:: Information given

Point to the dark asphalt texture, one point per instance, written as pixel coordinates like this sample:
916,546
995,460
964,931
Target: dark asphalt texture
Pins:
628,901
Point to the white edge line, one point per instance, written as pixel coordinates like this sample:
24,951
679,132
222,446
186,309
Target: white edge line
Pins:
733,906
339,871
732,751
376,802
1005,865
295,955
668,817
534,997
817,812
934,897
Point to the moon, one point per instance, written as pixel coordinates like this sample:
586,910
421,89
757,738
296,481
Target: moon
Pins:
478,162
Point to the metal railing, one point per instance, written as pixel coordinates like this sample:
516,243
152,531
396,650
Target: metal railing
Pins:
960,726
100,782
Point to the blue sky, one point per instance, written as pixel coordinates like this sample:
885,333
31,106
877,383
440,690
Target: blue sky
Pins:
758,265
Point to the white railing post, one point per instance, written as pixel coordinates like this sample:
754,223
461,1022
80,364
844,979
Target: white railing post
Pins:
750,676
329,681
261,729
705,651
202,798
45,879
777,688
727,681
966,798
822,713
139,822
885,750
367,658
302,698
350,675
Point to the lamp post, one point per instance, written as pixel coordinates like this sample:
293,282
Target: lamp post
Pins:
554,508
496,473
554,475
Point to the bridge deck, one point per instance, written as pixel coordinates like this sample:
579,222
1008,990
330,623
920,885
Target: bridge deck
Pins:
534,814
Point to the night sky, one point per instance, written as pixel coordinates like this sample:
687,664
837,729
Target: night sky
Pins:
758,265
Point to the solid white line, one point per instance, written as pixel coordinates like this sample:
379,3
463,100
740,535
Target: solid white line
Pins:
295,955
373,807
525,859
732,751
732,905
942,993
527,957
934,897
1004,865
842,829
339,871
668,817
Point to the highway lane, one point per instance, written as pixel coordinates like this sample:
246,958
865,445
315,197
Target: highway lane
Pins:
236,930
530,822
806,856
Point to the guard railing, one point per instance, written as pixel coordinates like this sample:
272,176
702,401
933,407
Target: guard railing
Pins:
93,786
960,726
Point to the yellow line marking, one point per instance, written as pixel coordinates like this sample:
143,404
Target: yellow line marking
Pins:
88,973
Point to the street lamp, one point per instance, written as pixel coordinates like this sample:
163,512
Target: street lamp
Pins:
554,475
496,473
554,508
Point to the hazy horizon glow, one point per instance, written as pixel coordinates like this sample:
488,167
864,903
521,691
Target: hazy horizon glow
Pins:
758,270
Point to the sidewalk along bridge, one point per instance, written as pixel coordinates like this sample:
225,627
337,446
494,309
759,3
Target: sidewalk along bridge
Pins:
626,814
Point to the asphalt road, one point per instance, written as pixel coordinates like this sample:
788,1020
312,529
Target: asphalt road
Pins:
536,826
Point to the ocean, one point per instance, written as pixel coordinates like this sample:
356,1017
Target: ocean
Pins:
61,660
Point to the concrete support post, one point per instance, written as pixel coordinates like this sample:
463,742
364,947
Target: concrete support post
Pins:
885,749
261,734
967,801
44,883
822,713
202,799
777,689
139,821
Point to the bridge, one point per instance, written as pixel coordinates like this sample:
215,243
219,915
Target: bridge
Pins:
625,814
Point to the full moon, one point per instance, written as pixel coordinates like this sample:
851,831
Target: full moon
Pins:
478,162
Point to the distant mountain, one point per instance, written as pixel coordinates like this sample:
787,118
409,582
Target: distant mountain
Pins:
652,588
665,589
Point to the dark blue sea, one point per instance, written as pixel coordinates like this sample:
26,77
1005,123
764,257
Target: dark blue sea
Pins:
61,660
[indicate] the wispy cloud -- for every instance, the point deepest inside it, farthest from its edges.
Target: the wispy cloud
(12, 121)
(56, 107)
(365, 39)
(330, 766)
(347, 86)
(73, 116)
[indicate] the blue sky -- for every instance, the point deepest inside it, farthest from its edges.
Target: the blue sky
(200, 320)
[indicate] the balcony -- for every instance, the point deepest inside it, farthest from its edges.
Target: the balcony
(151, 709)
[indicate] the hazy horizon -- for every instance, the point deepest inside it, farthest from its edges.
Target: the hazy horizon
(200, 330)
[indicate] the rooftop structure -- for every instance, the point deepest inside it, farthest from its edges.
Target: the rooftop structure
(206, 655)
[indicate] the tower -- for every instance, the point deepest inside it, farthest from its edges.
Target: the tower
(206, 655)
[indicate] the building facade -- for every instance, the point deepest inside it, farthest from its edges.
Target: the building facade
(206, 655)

::::

Your instructions
All the lines above should be written out once more, exactly.

Answer to this problem
Point to the dark asphalt texture, one point per instance, written as pixel coordinates like this sample:
916,546
995,460
964,931
Target: dark asphalt texture
Pins:
628,901
Point to the white edge line, one point per instance, written as pixel coordinates like this sample:
24,951
679,132
222,446
186,309
Target: white edge line
Pins:
733,906
339,871
732,751
376,802
1005,865
295,955
668,817
534,997
817,812
934,897
Point to the moon, one point per instance, written as pixel coordinates like this sample:
586,910
421,89
757,738
296,481
Target: moon
Pins:
478,162
Point to the metal railing, one point per instance, written as pixel coordinates like this sample:
516,243
152,531
396,650
Target: metal railing
Pins:
960,726
100,782
Point to the blue sky, one point per instance, written as pixel coordinates like this sample:
885,333
31,106
877,383
440,690
Target: blue sky
Pins:
758,265
Point to the white railing post, one point per instance, written as pixel coordinates like this sample:
754,223
461,1022
80,364
844,979
Target: white railing post
Pins:
750,676
329,681
261,729
705,651
202,798
45,879
777,688
727,681
966,798
822,713
139,822
885,750
367,658
302,698
350,675
Point to the lamp post, one point per instance, written as pixel coordinates like this sample:
293,282
Target: lamp post
Pins:
554,508
496,473
554,475
Point to the bridge deck, one point per instance, written as pixel coordinates like this sample:
579,222
1008,990
330,623
920,885
Target: bridge deck
Pins:
534,814
Point to the night sky, one point per instance, written as pixel coordinates like this sample:
687,664
837,729
Target: night sky
Pins:
758,265
Point to the solid white line, one point per instance, written as pixel coordinates like this sample:
379,3
463,100
740,535
Target: solid white line
Pins:
295,955
373,807
525,859
732,751
732,905
942,993
527,957
934,897
1004,865
842,829
339,871
668,817
Point to the highway lane, one point per instance, written as pixel coordinates like this sample:
246,958
865,445
315,197
Target: highway lane
Pins:
236,930
530,822
806,856
Point to the guard railing, one point per instance, written as pixel coordinates like this sample:
272,176
702,401
933,407
Target: guard railing
Pins:
93,786
960,726
Point to the yellow line marking, one point per instance, written as pixel coordinates like this sample:
143,404
Target: yellow line marking
Pins:
88,973
Point to the street lamp, one point per instance, written as pixel coordinates like this sample:
163,512
Target: street lamp
Pins:
554,475
496,473
554,508
Point to the hazy horizon glow, one point per instance, written as pixel coordinates like this sample:
488,167
864,903
521,691
Target: hazy horizon glow
Pins:
758,270
Point to the sidewalk along bridge, one point per instance, written as pixel coordinates like this sample:
225,627
337,446
494,309
759,3
Target: sidewalk along bridge
Pins:
626,814
Point to the asphalt road, one point per instance, written as pixel coordinates like this sample:
788,1020
312,529
Target: asphalt road
Pins:
536,826
Point to the ocean, one point per instance, written as pixel coordinates like this sample:
356,1017
Target: ocean
Pins:
61,660
Point to the concrete support post, one point per instance, written as pixel coordinates like this sample:
463,742
364,947
Target: concrete support post
Pins:
885,749
261,734
967,801
44,883
822,713
202,799
777,689
139,821
Point to the bridge, one point per instance, written as pixel coordinates like this sample:
215,243
219,915
Target: bridge
Pins:
625,814
Point to the full moon, one point per instance, written as pixel coordinates like this sample:
851,831
Target: full moon
Pins:
478,162
Point to the distant mountain, one point per instance, written as pixel coordinates like this sample:
787,118
409,582
Target: distant mountain
Pins:
652,588
665,589
Point to the dark blue sea, one point per instance, written as pixel coordinates like this sample:
26,77
1005,123
764,257
Target: dark blue sea
Pins:
61,660
[indicate] the wispy cloud -- for every instance, the point deepest inside it, farthest from its edges.
Target: the wispy cloud
(12, 121)
(56, 107)
(365, 39)
(330, 766)
(347, 86)
(73, 116)
[indicate] the blue sky -- for every instance, the point deepest inside it, farthest from its edges.
Target: the blue sky
(200, 320)
[indicate] the balcony -- for every instance, the point deepest inside it, farthest from its edges.
Target: the balcony
(151, 709)
[indicate] the hazy horizon -- for every instance, the point deepest inside it, farthest from its edges.
Target: the hazy horizon
(200, 330)
[indicate] the rooftop structure -- for every instance, the point deepest inside it, farthest from its edges.
Target: the rooftop structure
(206, 655)
[indicate] the tower -- for every instance, the point deepest inside it, farthest from its edges.
Target: the tower
(206, 655)
[indicate] the building facade -- for every instance, the point deepest inside it, farthest from its edges.
Target: the building facade
(206, 655)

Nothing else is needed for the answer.